• SHORT PROBLEM:
List every line in the records that contains the string "flower", matching case exactly.

• DATA EXTRACT:

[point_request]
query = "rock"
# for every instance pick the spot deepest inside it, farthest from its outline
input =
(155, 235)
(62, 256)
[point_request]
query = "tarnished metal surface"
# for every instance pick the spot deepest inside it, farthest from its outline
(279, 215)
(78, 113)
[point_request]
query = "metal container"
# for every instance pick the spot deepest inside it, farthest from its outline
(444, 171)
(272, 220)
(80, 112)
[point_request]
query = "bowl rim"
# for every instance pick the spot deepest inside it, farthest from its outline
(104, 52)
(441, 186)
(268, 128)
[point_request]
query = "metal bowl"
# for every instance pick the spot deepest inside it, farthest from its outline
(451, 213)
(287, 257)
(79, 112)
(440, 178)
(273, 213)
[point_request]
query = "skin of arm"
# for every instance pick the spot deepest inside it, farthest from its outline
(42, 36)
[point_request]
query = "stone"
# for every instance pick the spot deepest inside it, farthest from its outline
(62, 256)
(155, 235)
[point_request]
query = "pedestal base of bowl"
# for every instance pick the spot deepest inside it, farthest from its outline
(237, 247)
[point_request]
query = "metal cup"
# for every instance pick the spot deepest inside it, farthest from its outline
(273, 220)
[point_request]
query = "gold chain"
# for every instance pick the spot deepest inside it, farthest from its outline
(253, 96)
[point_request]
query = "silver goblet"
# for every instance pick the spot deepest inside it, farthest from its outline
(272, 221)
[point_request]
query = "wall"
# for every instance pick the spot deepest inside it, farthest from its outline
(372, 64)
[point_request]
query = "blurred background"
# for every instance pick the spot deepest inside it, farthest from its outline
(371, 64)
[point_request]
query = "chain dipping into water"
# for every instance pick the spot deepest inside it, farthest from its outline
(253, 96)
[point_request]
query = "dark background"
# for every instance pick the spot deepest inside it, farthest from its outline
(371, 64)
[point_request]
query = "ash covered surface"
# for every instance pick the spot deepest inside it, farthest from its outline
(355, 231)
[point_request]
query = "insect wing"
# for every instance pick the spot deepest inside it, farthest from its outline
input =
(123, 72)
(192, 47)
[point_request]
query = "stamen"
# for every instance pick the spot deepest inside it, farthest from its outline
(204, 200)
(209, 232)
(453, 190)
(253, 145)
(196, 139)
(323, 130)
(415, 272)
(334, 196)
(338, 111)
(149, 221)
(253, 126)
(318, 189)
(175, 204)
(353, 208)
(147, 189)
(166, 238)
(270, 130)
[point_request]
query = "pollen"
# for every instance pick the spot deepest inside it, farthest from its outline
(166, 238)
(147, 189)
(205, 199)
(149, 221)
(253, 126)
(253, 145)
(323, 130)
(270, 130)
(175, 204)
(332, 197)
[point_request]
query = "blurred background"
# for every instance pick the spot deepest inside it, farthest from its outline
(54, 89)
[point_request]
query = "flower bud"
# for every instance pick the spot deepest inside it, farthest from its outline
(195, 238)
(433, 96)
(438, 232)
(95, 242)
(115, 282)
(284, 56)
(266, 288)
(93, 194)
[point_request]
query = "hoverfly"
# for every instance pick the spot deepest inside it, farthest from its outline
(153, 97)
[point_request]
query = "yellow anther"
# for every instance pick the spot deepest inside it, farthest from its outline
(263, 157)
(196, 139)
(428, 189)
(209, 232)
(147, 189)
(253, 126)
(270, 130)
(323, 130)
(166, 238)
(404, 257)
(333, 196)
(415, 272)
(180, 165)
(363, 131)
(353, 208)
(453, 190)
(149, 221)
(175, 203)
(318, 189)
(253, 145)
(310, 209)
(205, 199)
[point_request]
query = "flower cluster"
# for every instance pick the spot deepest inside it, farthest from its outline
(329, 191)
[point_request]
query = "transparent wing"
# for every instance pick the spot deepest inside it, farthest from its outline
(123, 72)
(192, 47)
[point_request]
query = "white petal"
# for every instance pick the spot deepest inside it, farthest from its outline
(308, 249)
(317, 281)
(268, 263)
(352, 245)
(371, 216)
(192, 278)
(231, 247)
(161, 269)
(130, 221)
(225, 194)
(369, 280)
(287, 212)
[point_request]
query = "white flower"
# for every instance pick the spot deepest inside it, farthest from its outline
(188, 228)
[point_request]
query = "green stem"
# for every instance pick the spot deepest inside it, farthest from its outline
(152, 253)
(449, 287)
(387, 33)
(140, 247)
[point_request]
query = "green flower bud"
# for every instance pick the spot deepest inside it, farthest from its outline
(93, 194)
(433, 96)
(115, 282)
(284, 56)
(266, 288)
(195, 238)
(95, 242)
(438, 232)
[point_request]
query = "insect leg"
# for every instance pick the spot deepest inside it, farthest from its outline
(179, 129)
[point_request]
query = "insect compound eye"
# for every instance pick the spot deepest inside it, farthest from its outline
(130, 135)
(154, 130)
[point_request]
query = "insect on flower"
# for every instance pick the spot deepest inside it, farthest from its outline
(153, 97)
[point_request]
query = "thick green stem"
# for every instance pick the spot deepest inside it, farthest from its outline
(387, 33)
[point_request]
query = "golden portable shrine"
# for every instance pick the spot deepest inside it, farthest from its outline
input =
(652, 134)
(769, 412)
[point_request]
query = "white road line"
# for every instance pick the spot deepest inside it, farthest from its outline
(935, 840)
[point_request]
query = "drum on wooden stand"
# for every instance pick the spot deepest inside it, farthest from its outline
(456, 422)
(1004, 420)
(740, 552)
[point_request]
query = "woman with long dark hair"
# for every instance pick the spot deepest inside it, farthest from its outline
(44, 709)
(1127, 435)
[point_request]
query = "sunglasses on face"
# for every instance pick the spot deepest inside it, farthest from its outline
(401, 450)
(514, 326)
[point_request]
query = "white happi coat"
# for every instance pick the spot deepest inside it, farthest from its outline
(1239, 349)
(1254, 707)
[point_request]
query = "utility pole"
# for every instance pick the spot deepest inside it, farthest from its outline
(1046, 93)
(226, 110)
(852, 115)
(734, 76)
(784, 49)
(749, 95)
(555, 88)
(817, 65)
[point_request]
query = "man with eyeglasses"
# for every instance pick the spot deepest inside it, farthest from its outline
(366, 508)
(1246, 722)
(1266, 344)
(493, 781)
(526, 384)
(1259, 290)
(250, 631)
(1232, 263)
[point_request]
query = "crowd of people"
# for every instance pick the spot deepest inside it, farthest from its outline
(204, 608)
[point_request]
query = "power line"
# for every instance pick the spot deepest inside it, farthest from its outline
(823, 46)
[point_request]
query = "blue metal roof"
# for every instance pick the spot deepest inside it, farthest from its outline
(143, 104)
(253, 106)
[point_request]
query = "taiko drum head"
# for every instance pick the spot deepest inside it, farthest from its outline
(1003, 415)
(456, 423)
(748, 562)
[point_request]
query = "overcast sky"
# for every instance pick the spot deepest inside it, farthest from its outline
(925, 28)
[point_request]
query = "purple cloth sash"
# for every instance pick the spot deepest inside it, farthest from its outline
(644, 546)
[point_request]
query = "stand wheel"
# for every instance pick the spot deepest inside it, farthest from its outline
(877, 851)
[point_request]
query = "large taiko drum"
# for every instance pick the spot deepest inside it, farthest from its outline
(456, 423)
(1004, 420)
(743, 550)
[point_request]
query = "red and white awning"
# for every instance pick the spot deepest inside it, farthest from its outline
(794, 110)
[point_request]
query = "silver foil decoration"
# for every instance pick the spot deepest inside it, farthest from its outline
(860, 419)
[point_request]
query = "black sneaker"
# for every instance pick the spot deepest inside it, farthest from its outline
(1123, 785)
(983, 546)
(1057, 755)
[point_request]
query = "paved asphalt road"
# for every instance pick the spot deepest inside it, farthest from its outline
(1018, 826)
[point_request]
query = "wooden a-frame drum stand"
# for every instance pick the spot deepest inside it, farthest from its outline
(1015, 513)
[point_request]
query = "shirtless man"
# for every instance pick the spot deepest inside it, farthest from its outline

• COMPLETE OUTPUT:
query = "flower bud"
query = "flower cluster"
query = "white flower"
query = "green flower bud"
query = "insect on flower"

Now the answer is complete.